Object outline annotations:
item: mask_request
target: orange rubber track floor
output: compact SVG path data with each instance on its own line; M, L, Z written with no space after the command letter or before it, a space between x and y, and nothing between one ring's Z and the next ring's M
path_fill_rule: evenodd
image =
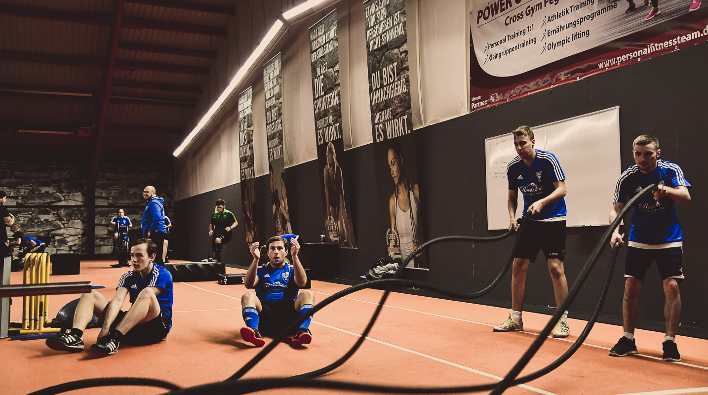
M124 268L112 268L108 261L81 263L81 274L57 275L51 282L93 282L109 299ZM228 273L244 270L227 268ZM22 273L11 274L21 284ZM318 301L346 287L313 281ZM173 327L159 344L122 344L113 355L91 349L99 329L84 334L86 350L69 354L55 351L44 340L0 340L0 393L28 394L72 380L105 377L161 379L181 387L225 379L253 357L260 348L245 343L239 330L244 325L240 297L243 285L216 282L174 284ZM315 314L310 326L312 343L295 348L281 343L244 378L285 377L324 367L343 355L364 330L382 291L365 290L337 300ZM78 295L50 297L50 318ZM22 298L13 298L11 320L20 321ZM608 301L608 303L619 303ZM124 307L129 307L127 302ZM474 385L501 379L523 354L549 316L524 313L525 331L493 333L491 327L506 318L506 309L393 293L360 349L326 379L382 385L438 387ZM572 312L571 312L572 316ZM522 374L534 372L567 350L586 322L569 320L567 339L549 338ZM639 355L611 357L607 351L622 336L621 327L597 324L585 344L566 363L551 373L506 394L708 394L708 340L677 338L682 362L661 360L663 334L638 330ZM266 338L266 340L270 339ZM71 394L124 395L162 394L150 387L101 387ZM277 389L258 394L334 394L330 389ZM352 392L346 392L351 394Z

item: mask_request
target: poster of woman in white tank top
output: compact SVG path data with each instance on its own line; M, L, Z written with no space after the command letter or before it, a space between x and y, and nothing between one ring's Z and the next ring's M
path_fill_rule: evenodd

▶ TASK OBJECTIVE
Print all the records again exactly; do not include any picture.

▶ OUTPUT BELOW
item: mask_request
target: orange rubber track floor
output: compact SVG path data with each instance on its own line; M, L, Z written with no space after the command letter or before it, a space between x and y, and nothing between one ring's Z and the next ring's M
path_fill_rule: evenodd
image =
M124 268L112 268L108 261L81 263L81 274L57 275L51 282L93 282L109 299ZM228 273L244 270L227 268ZM22 273L11 274L21 284ZM318 301L346 287L313 281ZM173 327L159 344L122 344L113 355L91 349L99 329L84 334L86 350L69 354L55 351L44 340L0 340L0 393L28 394L72 380L105 377L161 379L181 387L225 379L253 357L260 348L245 343L239 330L244 325L240 297L243 285L216 282L174 284ZM315 314L310 326L312 343L295 348L281 343L244 378L285 377L324 367L343 355L364 330L382 291L365 290L337 300ZM78 295L50 297L50 318ZM22 298L13 298L11 320L20 321ZM608 301L608 303L619 303ZM124 307L129 307L127 302ZM474 385L501 379L523 354L549 316L524 313L525 331L493 333L491 327L506 318L506 309L393 293L360 349L326 379L382 385L438 387ZM572 312L571 312L572 316ZM522 374L534 372L567 350L586 322L569 320L567 339L549 338ZM639 355L611 357L607 351L622 336L621 327L597 324L585 344L566 363L551 373L506 394L708 394L708 340L677 338L682 362L661 360L663 334L638 330ZM266 338L266 340L270 339ZM71 394L124 395L162 394L150 387L101 387ZM277 389L258 394L334 394L330 389ZM352 392L346 392L351 394Z

item: mask_request
target: poster of woman in white tank top
output: compact SVG path data with each instance on its own line; M, L, Z written with no space after the command letter or before it, a space between x and y, and nothing between one ring's Z and the next ring's M
path_fill_rule: evenodd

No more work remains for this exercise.